* _THE TASK_:
Extract every line of the listing below and reproduce each one verbatim, in the same order.

========================================================================

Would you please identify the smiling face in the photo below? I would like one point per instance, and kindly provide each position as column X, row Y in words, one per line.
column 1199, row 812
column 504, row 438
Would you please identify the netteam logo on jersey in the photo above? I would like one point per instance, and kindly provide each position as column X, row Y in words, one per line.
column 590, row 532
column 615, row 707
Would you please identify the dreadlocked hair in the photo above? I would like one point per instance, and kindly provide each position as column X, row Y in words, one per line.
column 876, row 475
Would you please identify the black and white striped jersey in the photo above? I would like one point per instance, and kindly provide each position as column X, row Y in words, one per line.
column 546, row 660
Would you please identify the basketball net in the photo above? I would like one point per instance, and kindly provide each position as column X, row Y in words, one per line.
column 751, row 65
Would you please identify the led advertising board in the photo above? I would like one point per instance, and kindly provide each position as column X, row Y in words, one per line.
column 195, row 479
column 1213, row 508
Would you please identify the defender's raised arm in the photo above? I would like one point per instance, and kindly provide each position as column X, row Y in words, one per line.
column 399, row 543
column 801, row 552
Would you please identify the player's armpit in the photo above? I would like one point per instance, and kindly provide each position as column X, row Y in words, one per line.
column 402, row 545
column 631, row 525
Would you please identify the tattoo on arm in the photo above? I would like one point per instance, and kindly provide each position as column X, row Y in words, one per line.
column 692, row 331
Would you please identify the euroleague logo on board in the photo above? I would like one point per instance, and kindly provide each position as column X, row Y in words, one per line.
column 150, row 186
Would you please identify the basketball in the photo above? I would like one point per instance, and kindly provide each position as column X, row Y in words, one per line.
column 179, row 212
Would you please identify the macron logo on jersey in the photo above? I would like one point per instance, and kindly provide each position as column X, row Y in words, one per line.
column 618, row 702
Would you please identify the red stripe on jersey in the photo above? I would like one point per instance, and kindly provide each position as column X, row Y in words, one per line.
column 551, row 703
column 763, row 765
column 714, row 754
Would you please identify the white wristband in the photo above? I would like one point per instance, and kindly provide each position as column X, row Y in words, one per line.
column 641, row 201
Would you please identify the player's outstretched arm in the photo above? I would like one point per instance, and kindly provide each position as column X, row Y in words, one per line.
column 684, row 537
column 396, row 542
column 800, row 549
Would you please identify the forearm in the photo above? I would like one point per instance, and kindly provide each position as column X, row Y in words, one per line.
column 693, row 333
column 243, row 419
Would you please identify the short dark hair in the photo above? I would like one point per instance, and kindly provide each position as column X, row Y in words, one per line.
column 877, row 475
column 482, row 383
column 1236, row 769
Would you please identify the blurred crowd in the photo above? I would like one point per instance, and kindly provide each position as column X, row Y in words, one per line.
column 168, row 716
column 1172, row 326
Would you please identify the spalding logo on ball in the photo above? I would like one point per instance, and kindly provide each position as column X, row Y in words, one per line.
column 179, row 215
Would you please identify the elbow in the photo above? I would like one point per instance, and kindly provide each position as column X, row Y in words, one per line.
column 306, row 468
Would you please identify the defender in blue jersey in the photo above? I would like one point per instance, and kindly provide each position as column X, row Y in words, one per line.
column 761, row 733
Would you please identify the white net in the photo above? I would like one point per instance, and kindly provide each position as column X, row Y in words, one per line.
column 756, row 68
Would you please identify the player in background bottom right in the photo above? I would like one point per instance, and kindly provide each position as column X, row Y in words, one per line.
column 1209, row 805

========================================================================

* _WORKED SOLUTION_:
Would you please identify the smiling face in the photo below? I would like one point per instance, and kindly provide each position as column X, row Y in words, one per line.
column 1199, row 812
column 504, row 438
Would you please identify the netteam logo on jersey in the photo above? I would like one point per instance, and kindly provide each position as column X, row Y in words, one per line.
column 590, row 532
column 615, row 707
Would you please identify the dreadlocked hair in the photo above? I would like one point per instance, and kindly provide each position as column X, row Y in words, one per line.
column 876, row 475
Would you please identify the black and white striped jersey in the photo above? I would like one point per instance, and kindly provide each position as column X, row Y in words, one per line.
column 546, row 660
Would you please identify the basketball net in the photo above? I would like one point per instance, and kindly provide each position as column X, row Y in words, one per line.
column 751, row 65
Would you please identify the led advertising board in the photo above? I would like one point per instance, and kindly provide each position as column X, row Y in words, one per line.
column 195, row 479
column 1213, row 508
Would you please identify the defender's raised arm in the photo above? I would like one point per instance, and kindly provide each position as column X, row Y in words, one per line.
column 399, row 543
column 801, row 552
Would you please identify the player's armpit in the photo above? I would like one point per instance, and kindly provide each position as column X, row Y in words, one per line.
column 402, row 545
column 631, row 525
Would you please identify the tattoo on arm in the photo above? I would like one point per instance, and kindly provide each position as column X, row Y in words, one per line.
column 692, row 331
Would you please identify the euroleague logo on board in the photo above? I would like one point per instance, and kindly provide each position as column X, row Y in words, one per line.
column 150, row 186
Would you please identify the basketball in the photo above? I would like one point per instance, and kindly provide each position as column X, row Y in words, one per line.
column 179, row 212
Would you please identify the macron logo on jersey in the photo above? I would like one point per instance, and kindly provide each position as column X, row Y in words, one per line.
column 618, row 702
Would you please identify the red stripe on jersey in the photo above? I would like one point per instance, and kindly provide each position as column X, row Y in words, one per line.
column 551, row 703
column 763, row 765
column 714, row 754
Would you please identify the white wristband in the photo above? I would like one point per instance, and kindly provide each position as column X, row Y in words, one per line.
column 641, row 201
Would you please identify the player's outstretched arm in the photo above? I would like one point per instance, and kindly provide each position as column X, row Y in words, one per line.
column 684, row 537
column 396, row 542
column 800, row 549
Would you please identify the forearm in the photo above? I would like one point per instance, and kindly provide each position as column X, row Y in words, one per line.
column 693, row 333
column 243, row 419
Would you please identify the short dark hair in the photo above? I would like one point per instance, and kindly provide each position as column X, row Y in words, one per line.
column 877, row 475
column 482, row 383
column 1236, row 769
Would you please identify the blurred crowd in the photo above? I would like one point per instance, and kindly provide each position as column X, row Y in words, one per line.
column 168, row 716
column 1172, row 326
Would you please identify the spalding logo on ball in the photo above? I would like one point per instance, and kindly provide each position as column X, row Y in words, one per line.
column 179, row 215
Would you please identify the elbow in the photo above? I would like one point per instance, and kindly provide each position as column X, row Y in words, one per line.
column 306, row 468
Would you please identify the defender in blue jersey in the photo above? I would like one point per instance, and kindly provide each position as column X, row Y in words, one per line.
column 761, row 733
Would you please identify the white net in the photo above? I would like one point per instance, and kindly provide each position as column X, row Y in words, one per line.
column 756, row 68
Would you please identify the player in background bottom right in the photo above? I would like one point per instance, and kindly provide each position as column X, row Y in words, one per line.
column 1209, row 805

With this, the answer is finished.